§ Request
Output every line of the data below verbatim, with nothing altered, added, or left out.
★ ★ ★ ★ ★ ★ ★
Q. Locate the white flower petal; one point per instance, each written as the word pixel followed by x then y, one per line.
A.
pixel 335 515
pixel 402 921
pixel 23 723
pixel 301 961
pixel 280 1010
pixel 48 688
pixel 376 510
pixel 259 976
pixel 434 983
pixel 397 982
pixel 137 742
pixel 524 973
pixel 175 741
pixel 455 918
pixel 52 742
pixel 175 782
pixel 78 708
★ ★ ★ ★ ★ ★ ★
§ Task result
Q. Locate the white flower petal; one point per instance, each written as the word pixel followed by x then y, one per line.
A.
pixel 335 515
pixel 402 921
pixel 23 723
pixel 301 961
pixel 280 1010
pixel 48 688
pixel 376 510
pixel 259 976
pixel 434 983
pixel 397 982
pixel 137 742
pixel 524 973
pixel 175 741
pixel 455 918
pixel 52 742
pixel 175 782
pixel 78 708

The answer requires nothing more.